== Материал для задания
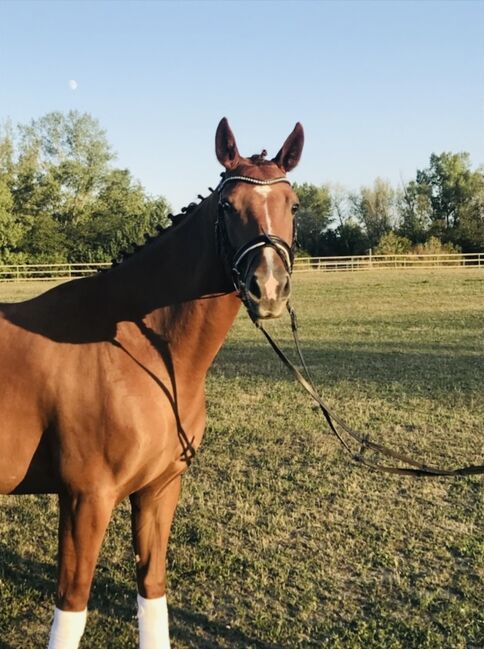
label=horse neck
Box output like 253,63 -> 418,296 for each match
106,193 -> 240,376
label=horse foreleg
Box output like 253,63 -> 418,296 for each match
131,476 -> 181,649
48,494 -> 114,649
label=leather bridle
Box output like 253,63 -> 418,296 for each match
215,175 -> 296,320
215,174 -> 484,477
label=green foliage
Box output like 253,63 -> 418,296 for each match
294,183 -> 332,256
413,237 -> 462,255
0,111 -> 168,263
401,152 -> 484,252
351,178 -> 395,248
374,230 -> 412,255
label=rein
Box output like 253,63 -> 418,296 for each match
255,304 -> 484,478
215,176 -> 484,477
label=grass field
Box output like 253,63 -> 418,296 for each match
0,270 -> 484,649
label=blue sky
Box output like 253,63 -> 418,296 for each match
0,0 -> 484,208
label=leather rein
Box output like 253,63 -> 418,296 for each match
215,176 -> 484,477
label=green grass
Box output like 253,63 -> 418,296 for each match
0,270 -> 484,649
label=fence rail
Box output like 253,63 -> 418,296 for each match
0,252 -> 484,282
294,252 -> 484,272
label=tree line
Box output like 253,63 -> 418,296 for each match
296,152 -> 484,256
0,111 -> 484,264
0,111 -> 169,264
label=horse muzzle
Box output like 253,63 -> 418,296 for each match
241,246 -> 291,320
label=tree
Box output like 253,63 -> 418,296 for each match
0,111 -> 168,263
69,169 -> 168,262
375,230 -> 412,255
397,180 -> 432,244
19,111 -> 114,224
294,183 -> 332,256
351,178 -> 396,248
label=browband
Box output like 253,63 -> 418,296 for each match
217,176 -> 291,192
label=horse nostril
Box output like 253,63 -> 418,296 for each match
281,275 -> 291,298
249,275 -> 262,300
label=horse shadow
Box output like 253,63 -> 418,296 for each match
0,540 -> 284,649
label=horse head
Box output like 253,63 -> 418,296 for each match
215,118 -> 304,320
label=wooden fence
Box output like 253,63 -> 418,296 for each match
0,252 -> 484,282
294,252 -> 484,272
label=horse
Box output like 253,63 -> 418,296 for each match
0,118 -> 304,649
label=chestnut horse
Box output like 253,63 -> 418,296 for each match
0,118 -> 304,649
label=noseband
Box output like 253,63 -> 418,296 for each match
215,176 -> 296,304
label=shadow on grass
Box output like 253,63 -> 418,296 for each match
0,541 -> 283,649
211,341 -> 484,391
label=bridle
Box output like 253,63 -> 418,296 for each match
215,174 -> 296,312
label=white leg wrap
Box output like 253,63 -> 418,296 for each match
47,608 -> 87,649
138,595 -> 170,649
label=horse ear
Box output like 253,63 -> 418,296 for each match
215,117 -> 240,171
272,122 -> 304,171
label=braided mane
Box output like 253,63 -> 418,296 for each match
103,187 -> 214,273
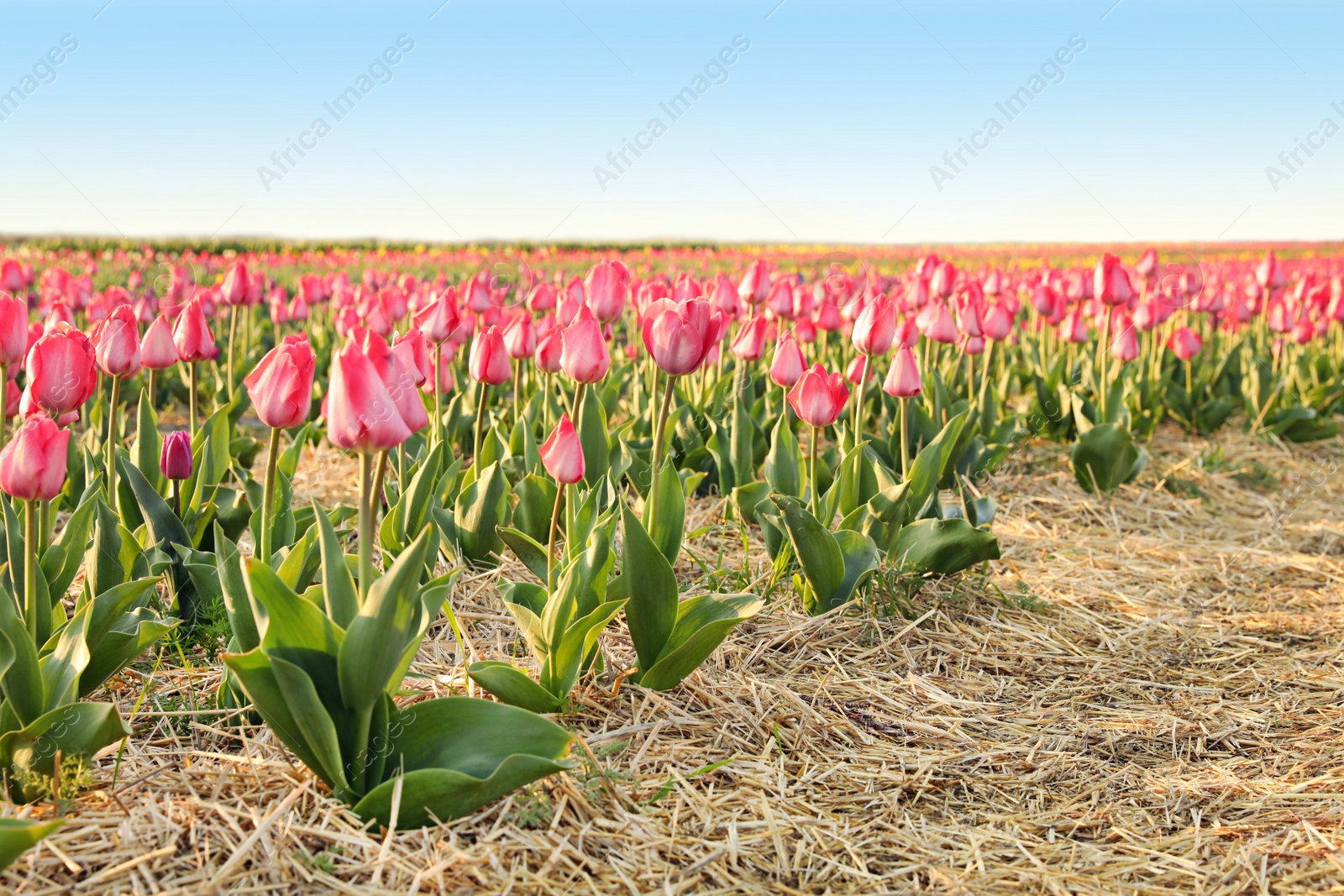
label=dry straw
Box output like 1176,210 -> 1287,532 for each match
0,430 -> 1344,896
====
== Материал для задания
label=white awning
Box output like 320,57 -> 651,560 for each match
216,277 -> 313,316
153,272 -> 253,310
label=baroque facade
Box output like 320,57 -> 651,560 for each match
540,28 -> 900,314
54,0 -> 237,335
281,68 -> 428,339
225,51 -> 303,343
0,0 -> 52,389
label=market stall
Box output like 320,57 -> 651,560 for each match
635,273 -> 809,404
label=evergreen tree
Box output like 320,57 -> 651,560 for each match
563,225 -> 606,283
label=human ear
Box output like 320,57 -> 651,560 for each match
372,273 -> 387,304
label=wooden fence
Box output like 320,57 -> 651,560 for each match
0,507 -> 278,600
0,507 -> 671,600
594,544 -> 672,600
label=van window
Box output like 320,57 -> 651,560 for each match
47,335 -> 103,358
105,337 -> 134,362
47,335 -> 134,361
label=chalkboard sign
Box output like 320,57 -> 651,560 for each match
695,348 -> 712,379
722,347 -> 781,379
====
Письменное задание
Оформите как CSV с двумя столбцами, «запрос» и «ответ», записи начиная со строки с «label=leather rein» и до строки с «0,111 -> 169,264» включительно. На каждый запрос отведите одну строку и заключите каждое поле в кавычки, заменив переносы строк пробелами.

Письменный ответ
запрос,ответ
"label=leather rein Box output like 253,63 -> 418,296 for each match","215,176 -> 484,477"
"label=green grass Box output like 253,63 -> 418,296 for each match","0,270 -> 484,649"
"label=fence rail Box output like 253,63 -> 418,296 for each match","0,252 -> 484,282 294,252 -> 484,272"
"label=tree line Box output like 253,63 -> 418,296 for each match","296,152 -> 484,256 0,111 -> 484,264 0,111 -> 169,264"